-- BEGIN AVAILABLE DATA --

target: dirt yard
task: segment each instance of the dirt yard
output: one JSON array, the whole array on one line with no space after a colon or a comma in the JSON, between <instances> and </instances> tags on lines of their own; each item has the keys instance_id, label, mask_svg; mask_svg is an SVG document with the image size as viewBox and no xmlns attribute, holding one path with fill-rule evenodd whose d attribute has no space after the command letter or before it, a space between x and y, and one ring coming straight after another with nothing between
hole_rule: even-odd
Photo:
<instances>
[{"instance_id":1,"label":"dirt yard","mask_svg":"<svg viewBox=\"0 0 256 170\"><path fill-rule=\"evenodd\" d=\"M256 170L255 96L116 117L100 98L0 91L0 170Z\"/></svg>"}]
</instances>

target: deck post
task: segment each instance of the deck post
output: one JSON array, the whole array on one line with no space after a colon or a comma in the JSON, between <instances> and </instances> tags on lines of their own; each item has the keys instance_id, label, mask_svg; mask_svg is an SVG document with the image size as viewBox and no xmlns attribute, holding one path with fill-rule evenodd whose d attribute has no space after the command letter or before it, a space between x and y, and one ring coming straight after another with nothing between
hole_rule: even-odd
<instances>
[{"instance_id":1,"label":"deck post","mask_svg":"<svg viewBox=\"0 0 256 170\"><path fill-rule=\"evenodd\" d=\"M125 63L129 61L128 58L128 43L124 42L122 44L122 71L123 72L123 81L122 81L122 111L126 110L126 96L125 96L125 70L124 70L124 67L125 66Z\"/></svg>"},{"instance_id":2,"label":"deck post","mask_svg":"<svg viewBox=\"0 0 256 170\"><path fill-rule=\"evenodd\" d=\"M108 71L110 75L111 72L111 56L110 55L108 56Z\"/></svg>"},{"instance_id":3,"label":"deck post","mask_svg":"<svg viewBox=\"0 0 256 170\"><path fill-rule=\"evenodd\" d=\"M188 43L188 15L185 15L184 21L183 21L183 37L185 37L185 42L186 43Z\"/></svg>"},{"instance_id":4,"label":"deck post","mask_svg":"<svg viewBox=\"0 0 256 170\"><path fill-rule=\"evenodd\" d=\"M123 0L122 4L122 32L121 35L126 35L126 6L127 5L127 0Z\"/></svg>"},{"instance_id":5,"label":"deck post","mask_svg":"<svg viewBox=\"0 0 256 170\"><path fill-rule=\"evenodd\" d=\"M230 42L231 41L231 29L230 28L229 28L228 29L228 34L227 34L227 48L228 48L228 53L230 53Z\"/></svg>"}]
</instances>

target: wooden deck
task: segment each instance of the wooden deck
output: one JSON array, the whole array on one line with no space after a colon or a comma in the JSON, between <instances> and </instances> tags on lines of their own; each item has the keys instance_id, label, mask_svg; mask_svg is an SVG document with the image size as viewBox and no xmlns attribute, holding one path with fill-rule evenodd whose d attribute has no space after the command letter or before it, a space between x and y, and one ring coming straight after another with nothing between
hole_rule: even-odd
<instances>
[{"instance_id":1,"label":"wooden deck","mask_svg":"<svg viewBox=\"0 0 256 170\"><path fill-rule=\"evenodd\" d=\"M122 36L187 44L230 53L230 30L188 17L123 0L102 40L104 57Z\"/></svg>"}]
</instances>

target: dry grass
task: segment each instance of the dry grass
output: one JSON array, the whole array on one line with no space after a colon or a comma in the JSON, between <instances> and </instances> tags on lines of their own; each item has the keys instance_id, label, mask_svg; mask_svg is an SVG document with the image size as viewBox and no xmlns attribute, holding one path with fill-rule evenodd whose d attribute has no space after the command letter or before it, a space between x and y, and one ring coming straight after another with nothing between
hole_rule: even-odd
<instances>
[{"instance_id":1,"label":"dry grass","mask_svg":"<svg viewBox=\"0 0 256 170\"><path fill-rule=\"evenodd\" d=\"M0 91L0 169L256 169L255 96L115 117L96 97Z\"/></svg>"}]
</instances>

-- END AVAILABLE DATA --
-- BEGIN AVAILABLE DATA --

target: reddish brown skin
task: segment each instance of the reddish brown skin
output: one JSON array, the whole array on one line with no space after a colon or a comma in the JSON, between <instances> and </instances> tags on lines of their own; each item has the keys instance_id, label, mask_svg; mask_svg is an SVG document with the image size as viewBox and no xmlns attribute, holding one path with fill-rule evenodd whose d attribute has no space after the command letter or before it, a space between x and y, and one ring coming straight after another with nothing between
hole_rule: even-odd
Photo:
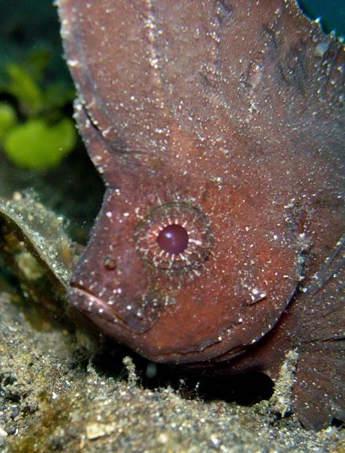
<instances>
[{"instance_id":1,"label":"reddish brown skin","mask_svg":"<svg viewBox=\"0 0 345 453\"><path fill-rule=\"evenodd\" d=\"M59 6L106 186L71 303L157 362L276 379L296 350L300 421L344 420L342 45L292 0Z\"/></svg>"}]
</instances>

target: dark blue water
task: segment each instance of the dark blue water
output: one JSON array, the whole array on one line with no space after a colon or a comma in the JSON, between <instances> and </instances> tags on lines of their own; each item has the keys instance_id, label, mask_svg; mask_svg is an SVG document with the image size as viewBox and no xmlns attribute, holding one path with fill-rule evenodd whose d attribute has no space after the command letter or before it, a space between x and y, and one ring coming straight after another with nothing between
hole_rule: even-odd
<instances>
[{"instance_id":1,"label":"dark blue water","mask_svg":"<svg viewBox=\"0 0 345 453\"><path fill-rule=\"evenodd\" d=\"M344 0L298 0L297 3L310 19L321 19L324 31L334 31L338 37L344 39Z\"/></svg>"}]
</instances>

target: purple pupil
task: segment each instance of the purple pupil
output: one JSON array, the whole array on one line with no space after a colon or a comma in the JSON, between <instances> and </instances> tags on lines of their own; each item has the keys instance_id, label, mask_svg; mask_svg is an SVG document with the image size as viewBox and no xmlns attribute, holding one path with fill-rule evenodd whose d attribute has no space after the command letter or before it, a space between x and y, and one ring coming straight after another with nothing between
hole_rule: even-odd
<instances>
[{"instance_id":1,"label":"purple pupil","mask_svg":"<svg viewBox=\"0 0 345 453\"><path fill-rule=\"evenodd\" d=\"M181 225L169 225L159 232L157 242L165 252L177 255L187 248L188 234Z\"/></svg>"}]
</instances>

-- END AVAILABLE DATA --
-- BEGIN AVAILABLE DATA --

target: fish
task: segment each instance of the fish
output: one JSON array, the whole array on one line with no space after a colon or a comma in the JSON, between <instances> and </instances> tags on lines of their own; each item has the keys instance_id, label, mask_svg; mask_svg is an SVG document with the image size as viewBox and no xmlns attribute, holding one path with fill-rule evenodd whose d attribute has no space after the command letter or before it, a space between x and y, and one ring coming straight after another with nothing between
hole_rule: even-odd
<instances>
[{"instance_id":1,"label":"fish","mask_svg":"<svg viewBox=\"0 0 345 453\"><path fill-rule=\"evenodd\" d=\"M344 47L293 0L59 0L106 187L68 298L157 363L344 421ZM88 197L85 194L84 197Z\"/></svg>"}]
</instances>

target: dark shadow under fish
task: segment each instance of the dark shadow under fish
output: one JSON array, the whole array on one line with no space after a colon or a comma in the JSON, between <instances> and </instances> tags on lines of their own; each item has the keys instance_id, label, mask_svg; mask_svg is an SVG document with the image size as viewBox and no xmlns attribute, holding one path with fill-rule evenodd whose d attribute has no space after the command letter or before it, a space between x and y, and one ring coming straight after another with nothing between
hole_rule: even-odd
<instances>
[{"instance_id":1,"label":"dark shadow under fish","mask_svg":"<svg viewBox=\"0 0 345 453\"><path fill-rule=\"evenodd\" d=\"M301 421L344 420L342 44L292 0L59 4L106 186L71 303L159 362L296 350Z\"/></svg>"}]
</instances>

-- END AVAILABLE DATA --

# EXERCISE
Lay out the lines starting at the one containing "target: reddish brown skin" and ending at the one containing "task: segment each instance of the reddish" as a JSON list of strings, one string per line, with blank lines left out.

# EXERCISE ANSWER
[
  "target: reddish brown skin",
  "task: segment each instance of the reddish brown skin"
]